- [Exercise directions] An exact copy of every entry is needed, with the images left out.

- [Given records]
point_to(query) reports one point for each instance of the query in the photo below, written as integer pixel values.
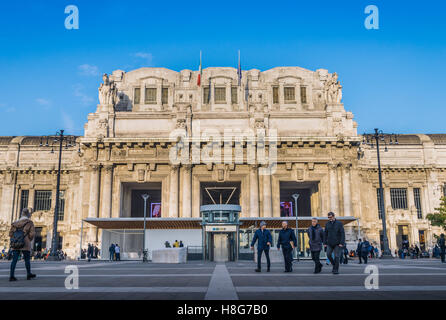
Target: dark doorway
(153, 203)
(220, 192)
(287, 203)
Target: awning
(195, 223)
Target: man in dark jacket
(287, 239)
(334, 240)
(358, 251)
(264, 240)
(442, 245)
(316, 239)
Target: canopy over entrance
(196, 223)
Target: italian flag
(200, 73)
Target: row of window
(398, 200)
(150, 95)
(42, 201)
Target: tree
(438, 219)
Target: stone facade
(147, 115)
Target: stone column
(186, 186)
(254, 191)
(267, 201)
(334, 192)
(281, 95)
(346, 190)
(173, 201)
(94, 192)
(31, 196)
(228, 95)
(107, 192)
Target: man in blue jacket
(287, 239)
(264, 241)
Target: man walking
(111, 250)
(334, 241)
(264, 240)
(118, 252)
(287, 239)
(442, 245)
(21, 234)
(358, 251)
(316, 239)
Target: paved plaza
(398, 279)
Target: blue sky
(393, 78)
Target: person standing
(118, 252)
(21, 234)
(111, 251)
(442, 245)
(358, 251)
(264, 240)
(334, 241)
(287, 239)
(316, 239)
(89, 252)
(365, 250)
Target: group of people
(332, 239)
(114, 252)
(176, 244)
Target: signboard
(221, 228)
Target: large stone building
(252, 140)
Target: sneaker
(30, 276)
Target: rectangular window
(220, 95)
(24, 197)
(417, 200)
(137, 97)
(275, 94)
(303, 94)
(398, 198)
(61, 215)
(380, 212)
(234, 98)
(42, 200)
(206, 95)
(165, 96)
(150, 97)
(289, 94)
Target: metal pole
(386, 249)
(53, 255)
(144, 254)
(80, 244)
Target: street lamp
(393, 139)
(69, 142)
(296, 196)
(144, 252)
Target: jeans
(288, 258)
(15, 258)
(315, 256)
(259, 258)
(337, 255)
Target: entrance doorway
(221, 247)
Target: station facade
(251, 141)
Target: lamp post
(371, 139)
(296, 196)
(69, 142)
(144, 252)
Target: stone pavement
(398, 279)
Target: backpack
(18, 239)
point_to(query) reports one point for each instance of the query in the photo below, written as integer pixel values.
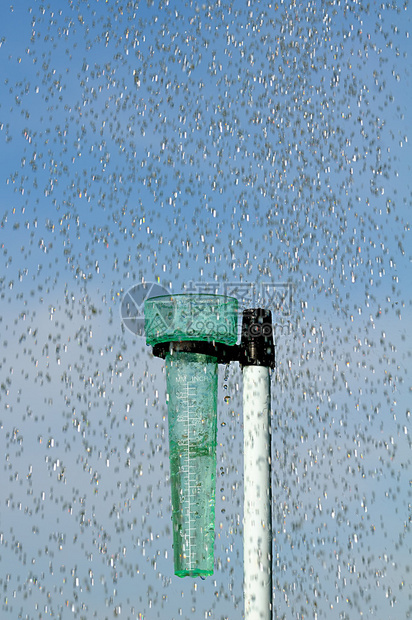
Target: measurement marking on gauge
(189, 395)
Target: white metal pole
(257, 535)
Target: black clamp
(256, 346)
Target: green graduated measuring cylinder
(192, 414)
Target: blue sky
(212, 143)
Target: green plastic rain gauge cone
(188, 327)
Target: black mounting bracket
(256, 346)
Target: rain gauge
(194, 333)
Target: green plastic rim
(191, 317)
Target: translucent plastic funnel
(192, 391)
(192, 406)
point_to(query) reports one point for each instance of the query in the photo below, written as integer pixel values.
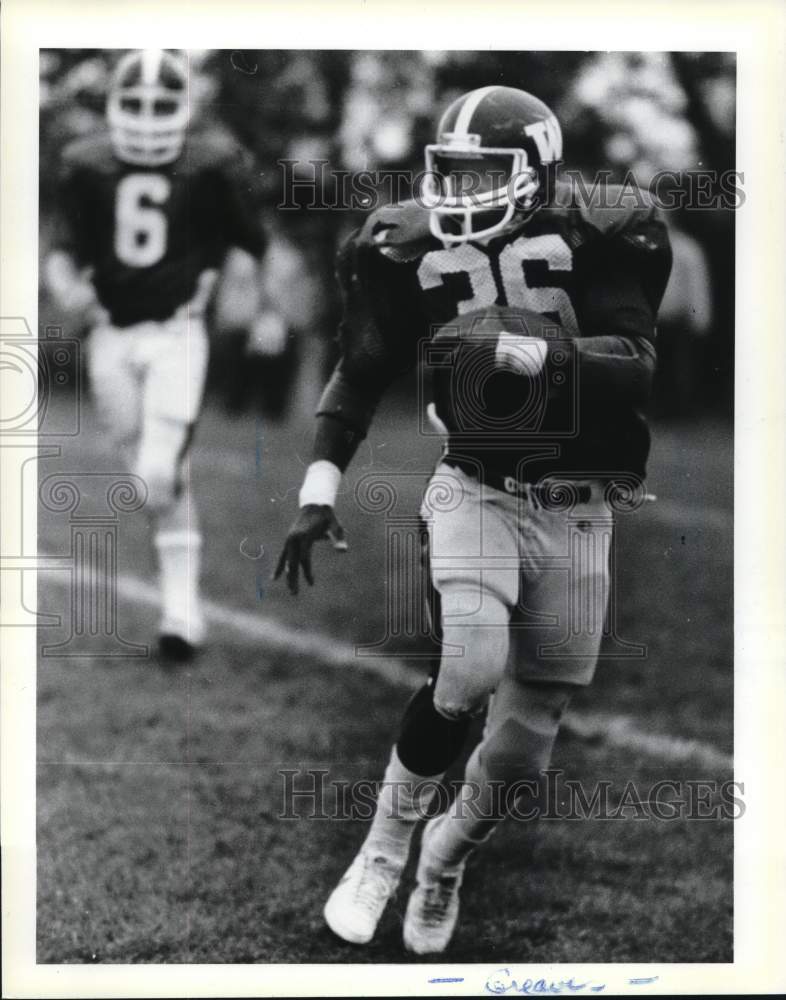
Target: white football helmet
(502, 141)
(149, 107)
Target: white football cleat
(433, 906)
(355, 906)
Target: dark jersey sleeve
(377, 334)
(67, 229)
(625, 280)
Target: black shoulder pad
(618, 209)
(400, 231)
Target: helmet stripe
(469, 108)
(151, 61)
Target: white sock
(179, 555)
(403, 799)
(469, 821)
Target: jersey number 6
(141, 226)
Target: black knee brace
(429, 742)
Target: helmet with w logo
(148, 107)
(494, 146)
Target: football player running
(148, 210)
(541, 313)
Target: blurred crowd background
(620, 112)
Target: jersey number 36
(511, 288)
(140, 223)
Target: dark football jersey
(148, 232)
(598, 274)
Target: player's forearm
(343, 417)
(618, 366)
(67, 285)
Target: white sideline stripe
(464, 119)
(615, 730)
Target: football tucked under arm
(617, 357)
(617, 366)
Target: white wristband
(321, 484)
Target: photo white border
(756, 30)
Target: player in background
(544, 309)
(148, 210)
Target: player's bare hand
(313, 524)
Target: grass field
(159, 837)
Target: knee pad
(518, 743)
(429, 741)
(478, 622)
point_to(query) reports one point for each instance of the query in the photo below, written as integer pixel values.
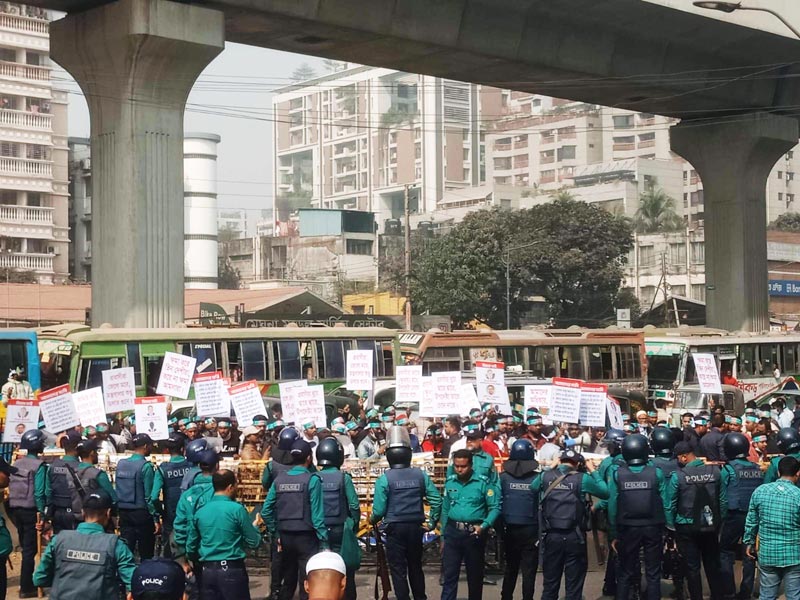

- [Reply to the task]
point_to(query) reports one point for each instance of the query in the photo below, written as integer pixel values.
Target: dark doorway
(153, 203)
(220, 192)
(287, 203)
Target: awning
(195, 223)
Target: man in dark jacket
(287, 239)
(334, 240)
(358, 251)
(264, 240)
(442, 245)
(316, 239)
Target: canopy over entrance
(196, 223)
Target: italian flag
(200, 73)
Target: row of window
(398, 200)
(150, 95)
(42, 201)
Target: tree
(438, 219)
Target: stone facade
(147, 115)
Target: stone column
(186, 186)
(254, 191)
(267, 201)
(334, 192)
(281, 95)
(346, 190)
(173, 201)
(94, 192)
(31, 196)
(228, 95)
(107, 192)
Target: man in blue jacket
(287, 239)
(264, 241)
Target: man walking
(111, 250)
(334, 241)
(264, 240)
(118, 252)
(287, 239)
(442, 245)
(21, 234)
(358, 251)
(316, 239)
Target: paved plaza
(398, 279)
Target: blue sky
(393, 78)
Target: person standing
(118, 252)
(21, 234)
(111, 251)
(442, 245)
(358, 251)
(264, 240)
(334, 241)
(287, 239)
(316, 239)
(89, 252)
(365, 250)
Target: group of people
(332, 239)
(114, 252)
(176, 244)
Target: signboard
(221, 228)
Target: large stone building
(252, 140)
Target: sneaker
(30, 276)
Target: rectangular window
(220, 95)
(24, 197)
(417, 200)
(137, 97)
(275, 94)
(303, 94)
(398, 198)
(61, 215)
(380, 212)
(234, 98)
(42, 200)
(206, 95)
(165, 96)
(150, 97)
(289, 94)
Target: metal pole
(386, 249)
(53, 255)
(144, 254)
(80, 244)
Target: street lamp
(393, 139)
(69, 142)
(296, 196)
(144, 252)
Target: jeans
(288, 258)
(15, 258)
(315, 256)
(259, 258)
(337, 255)
Target: entrance doorway
(221, 247)
Target: station facade
(251, 141)
Target: lamp post
(371, 139)
(296, 196)
(69, 142)
(144, 252)
Target: stone pavement
(398, 279)
Target: backpack
(18, 239)
point_to(query) reports one point for each instance of the query in the photo below, written as integer pixel values.
Target: measurement marking on gauge
(189, 395)
Target: white metal pole
(257, 535)
Target: black clamp
(256, 346)
Target: green graduated measuring cylinder
(192, 414)
Target: blue sky
(212, 143)
Target: green plastic rain gauge cone
(188, 327)
Target: black mounting bracket
(256, 346)
Target: rain gauge
(194, 333)
Target: green plastic rim
(191, 317)
Target: translucent plastic funnel
(192, 391)
(192, 406)
point_to(query) reports one point for each instance of the query in the photo below, written as integer pixel values.
Target: white football helmet
(502, 141)
(149, 107)
Target: white football cleat
(433, 906)
(355, 906)
Target: dark jersey sleeve
(377, 334)
(67, 229)
(625, 280)
Target: black shoulder pad
(618, 209)
(400, 231)
Target: helmet stripe
(469, 108)
(151, 61)
Target: white sock
(179, 555)
(403, 799)
(469, 821)
Target: jersey number 6
(141, 226)
Target: black knee brace
(429, 742)
Target: helmet with w logo
(148, 107)
(494, 146)
Target: football player running
(148, 210)
(541, 313)
Target: blurred crowd background
(620, 112)
Target: jersey number 36
(511, 288)
(140, 223)
Target: dark football jersey
(148, 232)
(598, 274)
Target: player's forearm
(343, 417)
(618, 366)
(67, 285)
Target: white sideline stripe
(464, 119)
(615, 730)
Target: football tucked under arm
(617, 357)
(617, 366)
Target: white wristband
(321, 484)
Target: photo white border
(756, 30)
Target: player in background
(544, 309)
(148, 210)
Target: player's bare hand
(313, 524)
Target: grass field
(159, 837)
Target: knee pad
(518, 743)
(429, 741)
(478, 622)
point_to(query) reports one point for each instance of the query in the photo below, written as integer pixel values.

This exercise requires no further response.